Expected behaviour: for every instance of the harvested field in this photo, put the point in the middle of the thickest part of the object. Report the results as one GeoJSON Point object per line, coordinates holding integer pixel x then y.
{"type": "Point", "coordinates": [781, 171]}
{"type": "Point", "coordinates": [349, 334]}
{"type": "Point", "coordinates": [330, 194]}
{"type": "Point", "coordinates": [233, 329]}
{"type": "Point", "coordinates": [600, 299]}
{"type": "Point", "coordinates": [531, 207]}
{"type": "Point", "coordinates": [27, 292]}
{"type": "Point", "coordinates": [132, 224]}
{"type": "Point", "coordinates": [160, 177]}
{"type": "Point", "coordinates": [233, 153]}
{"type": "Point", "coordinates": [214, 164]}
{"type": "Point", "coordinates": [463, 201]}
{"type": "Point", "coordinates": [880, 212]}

▶ _Exercise description_
Please output every record exactly as it appears.

▶ _Exercise answer_
Expected behaviour: for every instance of the harvested field in this photo, put the point in the middle of the thickest part of the object. Report the results as one GeoJSON Point object per line, coordinates holding integer pixel x then y.
{"type": "Point", "coordinates": [781, 171]}
{"type": "Point", "coordinates": [349, 334]}
{"type": "Point", "coordinates": [330, 194]}
{"type": "Point", "coordinates": [233, 329]}
{"type": "Point", "coordinates": [600, 299]}
{"type": "Point", "coordinates": [531, 207]}
{"type": "Point", "coordinates": [27, 292]}
{"type": "Point", "coordinates": [132, 224]}
{"type": "Point", "coordinates": [160, 177]}
{"type": "Point", "coordinates": [233, 153]}
{"type": "Point", "coordinates": [214, 164]}
{"type": "Point", "coordinates": [463, 201]}
{"type": "Point", "coordinates": [880, 212]}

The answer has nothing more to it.